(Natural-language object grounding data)
/---

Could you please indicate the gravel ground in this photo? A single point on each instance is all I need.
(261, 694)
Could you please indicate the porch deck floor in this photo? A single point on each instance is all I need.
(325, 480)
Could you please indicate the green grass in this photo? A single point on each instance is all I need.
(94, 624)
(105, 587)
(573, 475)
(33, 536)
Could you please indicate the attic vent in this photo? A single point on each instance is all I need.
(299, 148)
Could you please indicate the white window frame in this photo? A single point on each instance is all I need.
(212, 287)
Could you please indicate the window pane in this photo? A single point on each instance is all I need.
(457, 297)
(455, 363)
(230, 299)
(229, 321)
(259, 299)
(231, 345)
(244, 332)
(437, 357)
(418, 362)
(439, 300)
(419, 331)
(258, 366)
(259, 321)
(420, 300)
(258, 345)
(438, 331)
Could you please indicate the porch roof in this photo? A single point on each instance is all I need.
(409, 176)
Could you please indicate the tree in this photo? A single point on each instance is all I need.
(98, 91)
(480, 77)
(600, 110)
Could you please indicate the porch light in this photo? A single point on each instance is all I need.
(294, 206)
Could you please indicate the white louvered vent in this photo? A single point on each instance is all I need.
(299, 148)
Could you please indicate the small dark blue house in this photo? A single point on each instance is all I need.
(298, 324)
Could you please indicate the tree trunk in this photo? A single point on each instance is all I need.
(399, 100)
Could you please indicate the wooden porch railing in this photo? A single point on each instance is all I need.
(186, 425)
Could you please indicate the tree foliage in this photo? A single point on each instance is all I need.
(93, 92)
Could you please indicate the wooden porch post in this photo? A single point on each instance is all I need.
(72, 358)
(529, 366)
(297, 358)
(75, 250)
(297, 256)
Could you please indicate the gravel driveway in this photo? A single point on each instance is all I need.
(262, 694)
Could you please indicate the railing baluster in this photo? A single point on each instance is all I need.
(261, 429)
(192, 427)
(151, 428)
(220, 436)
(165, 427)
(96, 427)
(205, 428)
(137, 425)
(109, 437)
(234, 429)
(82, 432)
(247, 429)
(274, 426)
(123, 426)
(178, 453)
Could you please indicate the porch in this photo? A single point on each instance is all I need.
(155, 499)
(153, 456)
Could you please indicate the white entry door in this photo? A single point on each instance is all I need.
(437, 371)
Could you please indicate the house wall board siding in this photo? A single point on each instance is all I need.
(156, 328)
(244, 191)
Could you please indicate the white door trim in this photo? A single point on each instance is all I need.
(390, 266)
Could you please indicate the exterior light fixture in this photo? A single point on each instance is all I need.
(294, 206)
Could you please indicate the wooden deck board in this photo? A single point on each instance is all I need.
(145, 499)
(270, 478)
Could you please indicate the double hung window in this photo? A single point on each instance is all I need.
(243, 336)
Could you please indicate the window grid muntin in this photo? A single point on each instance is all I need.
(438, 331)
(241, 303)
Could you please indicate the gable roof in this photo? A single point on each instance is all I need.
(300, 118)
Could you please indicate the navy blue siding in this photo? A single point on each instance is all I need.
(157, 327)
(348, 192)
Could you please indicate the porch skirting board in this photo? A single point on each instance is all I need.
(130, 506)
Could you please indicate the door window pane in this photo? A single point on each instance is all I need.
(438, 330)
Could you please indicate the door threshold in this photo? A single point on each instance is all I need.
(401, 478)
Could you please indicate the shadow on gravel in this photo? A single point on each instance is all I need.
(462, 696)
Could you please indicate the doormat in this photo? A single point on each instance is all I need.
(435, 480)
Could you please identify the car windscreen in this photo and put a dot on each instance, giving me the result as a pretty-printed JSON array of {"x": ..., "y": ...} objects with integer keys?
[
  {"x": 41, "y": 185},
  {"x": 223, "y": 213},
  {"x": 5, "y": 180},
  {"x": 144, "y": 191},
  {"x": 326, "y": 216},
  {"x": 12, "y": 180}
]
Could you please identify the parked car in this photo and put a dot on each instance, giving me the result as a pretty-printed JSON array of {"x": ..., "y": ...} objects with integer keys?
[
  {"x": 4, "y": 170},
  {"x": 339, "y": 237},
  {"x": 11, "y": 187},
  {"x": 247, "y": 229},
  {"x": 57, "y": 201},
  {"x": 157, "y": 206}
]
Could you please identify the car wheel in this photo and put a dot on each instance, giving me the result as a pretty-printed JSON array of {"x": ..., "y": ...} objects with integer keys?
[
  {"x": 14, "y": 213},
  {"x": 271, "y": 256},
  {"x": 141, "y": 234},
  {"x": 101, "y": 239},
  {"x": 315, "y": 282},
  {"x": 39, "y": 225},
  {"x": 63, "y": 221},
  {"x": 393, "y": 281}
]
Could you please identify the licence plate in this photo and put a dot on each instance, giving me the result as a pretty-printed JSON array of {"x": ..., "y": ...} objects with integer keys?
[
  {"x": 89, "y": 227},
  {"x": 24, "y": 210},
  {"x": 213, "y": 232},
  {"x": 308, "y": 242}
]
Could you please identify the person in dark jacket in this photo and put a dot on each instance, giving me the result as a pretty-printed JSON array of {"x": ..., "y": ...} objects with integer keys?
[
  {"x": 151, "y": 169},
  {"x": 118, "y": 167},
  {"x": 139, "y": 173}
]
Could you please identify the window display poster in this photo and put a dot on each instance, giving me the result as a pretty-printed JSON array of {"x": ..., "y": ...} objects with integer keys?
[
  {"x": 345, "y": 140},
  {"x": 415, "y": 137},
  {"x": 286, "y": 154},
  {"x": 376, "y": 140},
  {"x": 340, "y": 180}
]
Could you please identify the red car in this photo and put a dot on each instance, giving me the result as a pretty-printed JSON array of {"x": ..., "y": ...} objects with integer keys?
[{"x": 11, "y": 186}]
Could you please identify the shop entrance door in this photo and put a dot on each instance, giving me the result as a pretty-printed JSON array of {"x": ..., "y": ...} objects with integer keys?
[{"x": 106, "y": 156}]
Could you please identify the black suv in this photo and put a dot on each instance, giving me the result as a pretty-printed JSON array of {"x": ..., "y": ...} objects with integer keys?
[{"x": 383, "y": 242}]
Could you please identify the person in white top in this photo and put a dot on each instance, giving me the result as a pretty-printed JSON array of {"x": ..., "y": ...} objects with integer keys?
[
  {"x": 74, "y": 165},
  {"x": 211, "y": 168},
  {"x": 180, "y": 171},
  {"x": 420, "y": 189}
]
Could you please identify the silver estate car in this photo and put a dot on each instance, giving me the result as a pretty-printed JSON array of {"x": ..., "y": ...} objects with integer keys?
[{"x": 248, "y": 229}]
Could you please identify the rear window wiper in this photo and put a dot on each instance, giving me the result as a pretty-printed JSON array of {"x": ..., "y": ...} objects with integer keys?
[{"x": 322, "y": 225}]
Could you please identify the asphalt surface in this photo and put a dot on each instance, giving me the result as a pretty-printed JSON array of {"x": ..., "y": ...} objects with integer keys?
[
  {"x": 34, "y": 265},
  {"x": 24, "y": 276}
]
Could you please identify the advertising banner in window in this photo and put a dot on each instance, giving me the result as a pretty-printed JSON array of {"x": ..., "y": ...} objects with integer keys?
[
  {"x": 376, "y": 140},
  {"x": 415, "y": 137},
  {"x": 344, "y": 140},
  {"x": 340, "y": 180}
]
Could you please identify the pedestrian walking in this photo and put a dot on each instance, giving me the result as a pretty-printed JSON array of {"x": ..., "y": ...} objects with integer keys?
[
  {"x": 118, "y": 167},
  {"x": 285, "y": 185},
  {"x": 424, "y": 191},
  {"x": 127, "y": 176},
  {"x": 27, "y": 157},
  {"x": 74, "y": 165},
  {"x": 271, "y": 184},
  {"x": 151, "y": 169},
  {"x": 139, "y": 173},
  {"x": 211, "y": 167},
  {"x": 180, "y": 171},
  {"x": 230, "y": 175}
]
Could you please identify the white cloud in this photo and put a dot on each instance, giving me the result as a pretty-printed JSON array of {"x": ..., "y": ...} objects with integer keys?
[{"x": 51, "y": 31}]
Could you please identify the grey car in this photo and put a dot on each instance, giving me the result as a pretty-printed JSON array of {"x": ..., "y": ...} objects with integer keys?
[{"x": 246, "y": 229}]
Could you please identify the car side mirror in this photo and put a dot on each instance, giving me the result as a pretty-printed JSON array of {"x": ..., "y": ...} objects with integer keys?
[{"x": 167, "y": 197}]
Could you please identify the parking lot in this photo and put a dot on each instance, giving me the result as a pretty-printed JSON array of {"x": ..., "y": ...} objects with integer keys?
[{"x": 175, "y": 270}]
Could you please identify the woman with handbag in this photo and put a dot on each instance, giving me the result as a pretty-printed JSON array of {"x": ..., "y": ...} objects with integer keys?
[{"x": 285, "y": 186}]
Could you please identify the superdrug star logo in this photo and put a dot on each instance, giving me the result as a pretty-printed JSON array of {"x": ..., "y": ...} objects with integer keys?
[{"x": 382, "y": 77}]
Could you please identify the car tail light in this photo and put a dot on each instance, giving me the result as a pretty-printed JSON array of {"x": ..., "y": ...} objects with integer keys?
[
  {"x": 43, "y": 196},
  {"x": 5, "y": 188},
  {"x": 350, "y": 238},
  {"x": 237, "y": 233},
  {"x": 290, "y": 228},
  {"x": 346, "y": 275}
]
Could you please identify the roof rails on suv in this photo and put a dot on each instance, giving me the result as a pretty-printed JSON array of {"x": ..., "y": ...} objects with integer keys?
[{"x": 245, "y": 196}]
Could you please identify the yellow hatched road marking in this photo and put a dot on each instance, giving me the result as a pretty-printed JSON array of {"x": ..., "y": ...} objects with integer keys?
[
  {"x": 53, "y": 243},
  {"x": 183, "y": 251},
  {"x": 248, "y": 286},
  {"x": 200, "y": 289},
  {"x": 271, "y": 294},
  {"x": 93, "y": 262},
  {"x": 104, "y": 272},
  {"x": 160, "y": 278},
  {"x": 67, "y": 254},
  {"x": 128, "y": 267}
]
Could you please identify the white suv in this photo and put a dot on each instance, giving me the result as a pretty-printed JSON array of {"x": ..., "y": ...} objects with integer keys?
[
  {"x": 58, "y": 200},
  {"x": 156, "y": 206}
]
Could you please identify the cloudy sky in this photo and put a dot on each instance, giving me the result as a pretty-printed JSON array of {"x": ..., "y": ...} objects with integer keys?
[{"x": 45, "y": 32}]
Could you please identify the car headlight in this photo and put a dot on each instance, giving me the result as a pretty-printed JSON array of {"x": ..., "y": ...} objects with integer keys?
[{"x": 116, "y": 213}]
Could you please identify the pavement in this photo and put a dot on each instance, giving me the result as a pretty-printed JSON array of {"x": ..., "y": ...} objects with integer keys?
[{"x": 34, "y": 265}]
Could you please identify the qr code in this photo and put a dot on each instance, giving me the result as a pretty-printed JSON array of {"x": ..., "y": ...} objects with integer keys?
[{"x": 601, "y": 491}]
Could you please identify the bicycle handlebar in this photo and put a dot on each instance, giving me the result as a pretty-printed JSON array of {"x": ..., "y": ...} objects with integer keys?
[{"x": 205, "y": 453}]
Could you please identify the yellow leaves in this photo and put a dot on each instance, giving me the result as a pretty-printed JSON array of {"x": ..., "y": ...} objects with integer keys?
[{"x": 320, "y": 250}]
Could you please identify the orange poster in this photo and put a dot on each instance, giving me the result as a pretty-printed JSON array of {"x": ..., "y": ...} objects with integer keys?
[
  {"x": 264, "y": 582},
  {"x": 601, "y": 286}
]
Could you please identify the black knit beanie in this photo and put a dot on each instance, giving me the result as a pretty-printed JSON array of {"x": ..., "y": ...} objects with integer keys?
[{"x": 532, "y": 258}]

\---

Write out exactly the final stretch of the records: the line containing "Could you please identify the black knit" and every line after it, through the last, and nothing else.

RESPONSE AREA:
Could you please identify the black knit beanie in this photo and put a dot on each instance, giving me the result as a pretty-printed JSON array of {"x": ..., "y": ...} objects with integer keys?
[{"x": 532, "y": 258}]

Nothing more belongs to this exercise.